**TAREFAS A REALIZAR:**
A: Transcreva, do texto sobre cefaleias trigeminoautonômicas, a parte que se inicia com as palavras que contêm "A pesquisa foi" e se encerra com "menos 10 pacientes.".
B: Responda, com base no texto sobre cefaleias trigeminoautonômicas:
(i) Em qual plataforma a pesquisa foi realizada?
(ii) Qual é, em geral, a duração de cada episódio de dor na cefaleia em salvas?
(iii) Quantos pacientes, no mínimo, os artigos precisavam apresentar em seus resultados para serem considerados na avaliação de tratamento e manejo?

Manejo de cefaleias trigeminoautonômicas: uma revisão

Publicação traz uma revisão sobre o manejo das cefaleias trigeminoautonômicas com base em estudos publicados nos últimos 20 anos.

Por Danielle Calil

As cefaleias trigeminoautonômicas formam um grupo primário de cefaleias caracterizado por dor unilateral, localizada em área de distribuição do primeiro ramo do nervo trigêmeo, com intensidade moderada-grave, acompanhada por sinais autonômicos cranianos.

Esse grupo de doenças apresenta prevalência rara. Dessa forma, grande parte das evidências sobre tratamentos dessa condição são baseadas em estudos observacionais. Uma ressalva é para a cefaleia em salvas, cefaleia mais comum pertencente a esse grupo, que possui algumas evidências a partir de ensaios clínicos randomizados.

Leia também: Cefaleia tensional: como definir, classificar e tratar

Manejo de cefaleias trigeminoautonômicas: uma revisão

Métodos da análise recente

A pesquisa foi realizada através da plataforma PubMed entre 2000 e 2022 a partir dos termos “cefaleia em salvas”, “hemicrania paroxistica”, “hemicrania contínua”, “SUNCT” e “SUNA”. Para avaliação de tratamento e manejo, foram considerados artigos cujos resultados apresentavam pelo menos 10 pacientes.

1. Cefaleia em salvas crônica

A cefaleia em salvas apresenta 2 formas: episódica e crônica. Em geral, é cefaleia unilateral em região temporal ou periorbitária, com elevada intensidade de dor e presença de sintomas autonômicos. Geralmente, cada episódio de dor tem duração entre 15 e 180 minutos. Para considerar a forma crônica, os ataques de cefaleia devem ultrapassar o período de 1 ano sem remissão ou com período de remissão que dura menos de 1 mês.

O manejo de cefaleia em salvas é dicotomizado em tratamento abortivo e profilático. Grande parte das recomendações dessas terapias são realizadas a partir de estudos observacionais.

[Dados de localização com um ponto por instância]
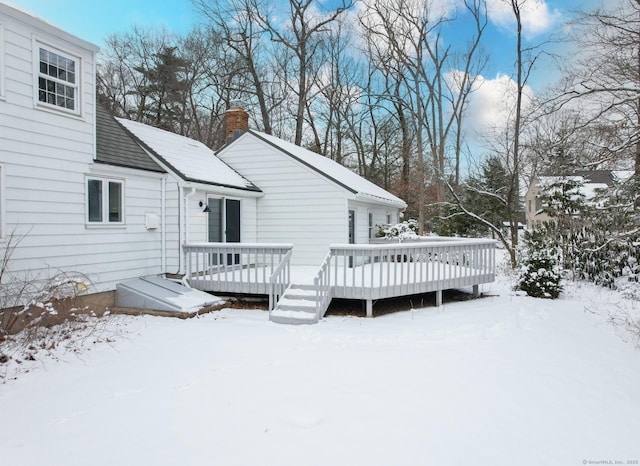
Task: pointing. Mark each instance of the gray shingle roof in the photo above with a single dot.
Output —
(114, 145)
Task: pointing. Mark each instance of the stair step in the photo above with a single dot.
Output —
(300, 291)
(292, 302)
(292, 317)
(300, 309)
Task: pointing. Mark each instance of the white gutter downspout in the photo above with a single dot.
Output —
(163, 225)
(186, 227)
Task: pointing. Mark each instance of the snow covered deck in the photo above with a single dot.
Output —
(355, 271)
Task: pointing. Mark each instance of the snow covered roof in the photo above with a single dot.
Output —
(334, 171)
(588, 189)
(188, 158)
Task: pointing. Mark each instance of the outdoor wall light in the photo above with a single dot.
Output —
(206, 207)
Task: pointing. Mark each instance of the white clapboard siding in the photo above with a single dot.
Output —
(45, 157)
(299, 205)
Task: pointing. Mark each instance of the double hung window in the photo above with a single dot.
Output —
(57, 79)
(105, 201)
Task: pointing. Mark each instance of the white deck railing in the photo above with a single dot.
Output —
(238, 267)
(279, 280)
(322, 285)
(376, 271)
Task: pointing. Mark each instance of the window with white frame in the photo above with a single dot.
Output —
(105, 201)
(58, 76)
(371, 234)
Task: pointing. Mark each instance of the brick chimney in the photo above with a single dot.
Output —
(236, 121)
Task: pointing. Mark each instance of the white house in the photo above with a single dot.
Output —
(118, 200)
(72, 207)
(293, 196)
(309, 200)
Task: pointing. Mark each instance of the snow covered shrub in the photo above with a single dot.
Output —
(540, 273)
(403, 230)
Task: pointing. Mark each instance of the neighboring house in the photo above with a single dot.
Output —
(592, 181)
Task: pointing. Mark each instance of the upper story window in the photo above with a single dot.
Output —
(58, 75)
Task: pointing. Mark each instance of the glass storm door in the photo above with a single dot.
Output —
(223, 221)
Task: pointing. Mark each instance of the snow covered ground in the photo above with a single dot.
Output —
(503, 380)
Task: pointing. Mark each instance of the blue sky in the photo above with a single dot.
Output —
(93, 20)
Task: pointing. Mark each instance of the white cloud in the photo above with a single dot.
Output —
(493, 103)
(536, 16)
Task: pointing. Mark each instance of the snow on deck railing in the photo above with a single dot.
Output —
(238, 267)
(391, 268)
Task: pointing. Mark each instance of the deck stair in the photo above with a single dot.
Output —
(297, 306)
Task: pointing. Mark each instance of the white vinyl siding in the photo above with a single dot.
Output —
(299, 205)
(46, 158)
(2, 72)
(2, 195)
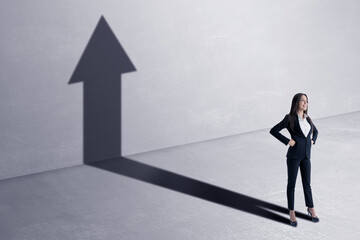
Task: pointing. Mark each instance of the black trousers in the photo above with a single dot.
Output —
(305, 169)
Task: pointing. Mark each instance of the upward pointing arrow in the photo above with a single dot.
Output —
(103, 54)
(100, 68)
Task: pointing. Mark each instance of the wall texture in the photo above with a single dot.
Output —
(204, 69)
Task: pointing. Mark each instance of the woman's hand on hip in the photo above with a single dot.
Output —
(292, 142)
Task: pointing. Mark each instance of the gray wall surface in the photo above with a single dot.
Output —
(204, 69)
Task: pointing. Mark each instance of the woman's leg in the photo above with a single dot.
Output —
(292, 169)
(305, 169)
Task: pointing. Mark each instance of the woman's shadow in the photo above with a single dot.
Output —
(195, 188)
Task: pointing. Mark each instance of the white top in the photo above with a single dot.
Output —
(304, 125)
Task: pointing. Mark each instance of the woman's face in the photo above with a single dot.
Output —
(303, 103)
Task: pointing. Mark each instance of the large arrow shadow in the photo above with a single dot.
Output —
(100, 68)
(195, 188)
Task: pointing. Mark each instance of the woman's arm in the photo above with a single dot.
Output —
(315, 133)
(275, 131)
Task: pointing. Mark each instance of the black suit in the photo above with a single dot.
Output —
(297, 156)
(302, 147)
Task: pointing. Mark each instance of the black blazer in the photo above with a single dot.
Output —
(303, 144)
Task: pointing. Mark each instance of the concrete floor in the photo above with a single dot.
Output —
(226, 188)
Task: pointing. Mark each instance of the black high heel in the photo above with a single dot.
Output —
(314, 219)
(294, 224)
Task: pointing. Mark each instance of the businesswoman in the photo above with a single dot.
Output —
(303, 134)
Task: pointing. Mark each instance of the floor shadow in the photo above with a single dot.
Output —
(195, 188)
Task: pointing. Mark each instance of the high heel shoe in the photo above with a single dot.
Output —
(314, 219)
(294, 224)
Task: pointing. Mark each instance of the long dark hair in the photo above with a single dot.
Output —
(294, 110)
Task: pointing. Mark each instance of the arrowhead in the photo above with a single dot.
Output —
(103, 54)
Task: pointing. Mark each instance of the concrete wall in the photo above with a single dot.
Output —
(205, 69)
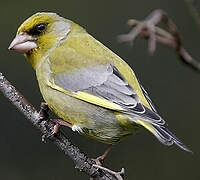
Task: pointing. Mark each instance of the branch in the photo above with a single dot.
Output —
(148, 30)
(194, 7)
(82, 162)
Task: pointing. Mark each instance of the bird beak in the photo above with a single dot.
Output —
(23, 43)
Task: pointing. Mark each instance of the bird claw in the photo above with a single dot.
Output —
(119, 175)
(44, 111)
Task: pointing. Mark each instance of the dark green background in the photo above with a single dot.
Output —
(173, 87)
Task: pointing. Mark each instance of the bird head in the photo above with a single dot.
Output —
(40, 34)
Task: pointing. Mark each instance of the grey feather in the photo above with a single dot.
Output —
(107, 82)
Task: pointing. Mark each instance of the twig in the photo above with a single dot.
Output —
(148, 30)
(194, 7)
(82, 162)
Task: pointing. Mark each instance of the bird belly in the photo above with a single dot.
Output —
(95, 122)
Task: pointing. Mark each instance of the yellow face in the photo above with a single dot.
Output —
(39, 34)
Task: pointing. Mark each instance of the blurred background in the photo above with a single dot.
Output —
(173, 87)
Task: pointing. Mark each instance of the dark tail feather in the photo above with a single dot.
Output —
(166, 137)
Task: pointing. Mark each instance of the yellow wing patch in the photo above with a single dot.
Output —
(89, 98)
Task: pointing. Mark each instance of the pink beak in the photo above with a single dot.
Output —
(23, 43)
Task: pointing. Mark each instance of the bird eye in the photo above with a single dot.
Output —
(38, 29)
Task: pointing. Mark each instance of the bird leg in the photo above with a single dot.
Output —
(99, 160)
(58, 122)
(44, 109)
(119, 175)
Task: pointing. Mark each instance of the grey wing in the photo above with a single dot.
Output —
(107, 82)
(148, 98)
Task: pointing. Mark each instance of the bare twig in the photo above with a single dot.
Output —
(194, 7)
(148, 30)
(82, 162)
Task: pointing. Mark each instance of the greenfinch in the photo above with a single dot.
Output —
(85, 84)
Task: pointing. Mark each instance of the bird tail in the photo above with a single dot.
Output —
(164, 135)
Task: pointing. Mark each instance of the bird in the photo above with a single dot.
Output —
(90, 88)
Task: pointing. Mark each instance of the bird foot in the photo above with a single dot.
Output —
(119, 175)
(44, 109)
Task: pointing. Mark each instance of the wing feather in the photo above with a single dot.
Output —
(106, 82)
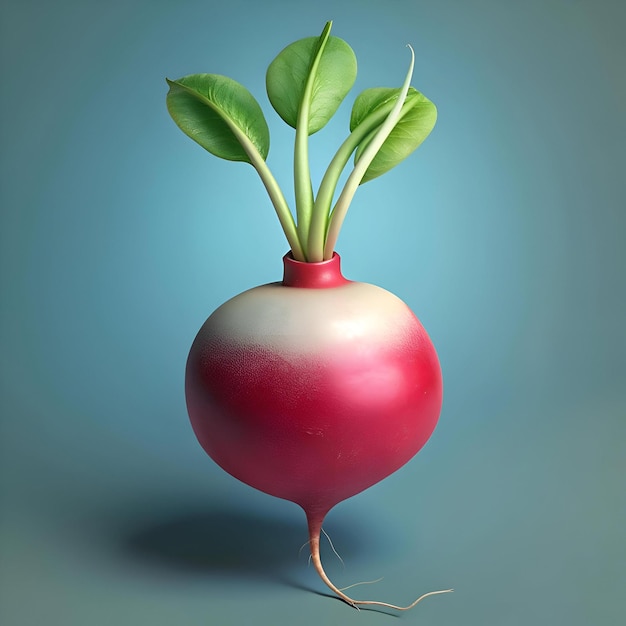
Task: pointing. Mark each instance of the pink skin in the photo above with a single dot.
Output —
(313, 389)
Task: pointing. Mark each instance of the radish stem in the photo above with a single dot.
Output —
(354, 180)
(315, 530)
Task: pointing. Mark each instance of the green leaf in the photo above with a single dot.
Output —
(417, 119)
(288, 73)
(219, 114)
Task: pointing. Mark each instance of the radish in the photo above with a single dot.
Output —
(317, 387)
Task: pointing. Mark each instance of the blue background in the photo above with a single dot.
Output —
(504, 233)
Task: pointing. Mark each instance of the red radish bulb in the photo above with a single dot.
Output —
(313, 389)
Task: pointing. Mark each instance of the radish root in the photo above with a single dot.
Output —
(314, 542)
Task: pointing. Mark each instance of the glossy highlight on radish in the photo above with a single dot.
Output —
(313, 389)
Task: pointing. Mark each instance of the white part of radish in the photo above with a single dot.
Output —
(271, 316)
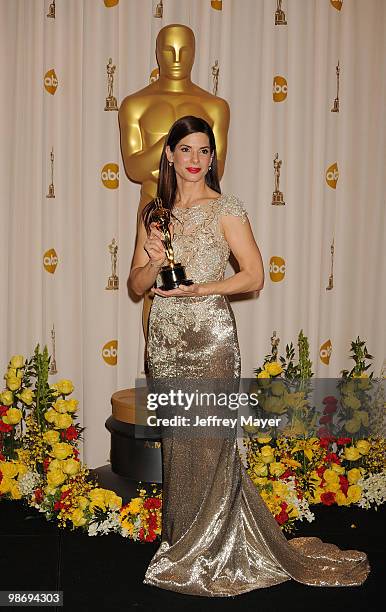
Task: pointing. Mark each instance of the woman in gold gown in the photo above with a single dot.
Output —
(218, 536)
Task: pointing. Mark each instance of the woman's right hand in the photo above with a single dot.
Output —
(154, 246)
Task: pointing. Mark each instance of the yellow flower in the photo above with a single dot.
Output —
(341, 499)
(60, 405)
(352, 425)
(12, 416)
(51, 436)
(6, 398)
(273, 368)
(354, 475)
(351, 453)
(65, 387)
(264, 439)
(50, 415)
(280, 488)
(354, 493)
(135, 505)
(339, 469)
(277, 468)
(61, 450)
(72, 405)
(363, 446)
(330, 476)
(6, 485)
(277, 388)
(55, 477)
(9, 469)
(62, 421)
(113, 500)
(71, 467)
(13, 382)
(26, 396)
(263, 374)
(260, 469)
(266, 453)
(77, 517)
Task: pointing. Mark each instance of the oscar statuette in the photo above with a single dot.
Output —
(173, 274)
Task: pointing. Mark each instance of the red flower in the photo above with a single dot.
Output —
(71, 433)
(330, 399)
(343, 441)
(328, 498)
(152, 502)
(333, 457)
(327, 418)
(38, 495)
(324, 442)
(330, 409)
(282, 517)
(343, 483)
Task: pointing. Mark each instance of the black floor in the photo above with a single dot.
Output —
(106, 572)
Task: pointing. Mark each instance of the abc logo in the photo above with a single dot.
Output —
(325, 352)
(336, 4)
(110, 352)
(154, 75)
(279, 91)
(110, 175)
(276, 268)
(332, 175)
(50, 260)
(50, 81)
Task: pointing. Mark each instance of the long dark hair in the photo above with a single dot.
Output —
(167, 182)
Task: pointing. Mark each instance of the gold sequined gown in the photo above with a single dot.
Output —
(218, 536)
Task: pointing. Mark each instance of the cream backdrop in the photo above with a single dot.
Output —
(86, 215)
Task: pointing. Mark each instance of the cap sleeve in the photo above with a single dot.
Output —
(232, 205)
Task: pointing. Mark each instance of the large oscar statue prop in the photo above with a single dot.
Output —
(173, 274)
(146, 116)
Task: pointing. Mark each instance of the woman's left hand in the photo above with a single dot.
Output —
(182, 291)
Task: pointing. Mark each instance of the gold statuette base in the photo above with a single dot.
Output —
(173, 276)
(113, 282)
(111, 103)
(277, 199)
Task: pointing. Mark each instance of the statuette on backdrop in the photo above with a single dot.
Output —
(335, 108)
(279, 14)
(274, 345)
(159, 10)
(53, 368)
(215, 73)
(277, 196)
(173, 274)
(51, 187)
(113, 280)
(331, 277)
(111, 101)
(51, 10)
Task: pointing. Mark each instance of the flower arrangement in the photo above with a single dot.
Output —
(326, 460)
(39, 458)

**RESOLUÇÃO DOS EXERCÍCIOS:**
A:
A pesquisa foi realizada através da plataforma PubMed entre 2000 e 2022 a partir dos termos “cefaleia em salvas”, “hemicrania paroxistica”, “hemicrania contínua”, “SUNCT” e “SUNA”. Para avaliação de tratamento e manejo, foram considerados artigos cujos resultados apresentavam pelo menos 10 pacientes.

B:
(i) Na plataforma PubMed.
(ii) Entre 15 e 180 minutos.
(iii) Pelo menos 10 pacientes.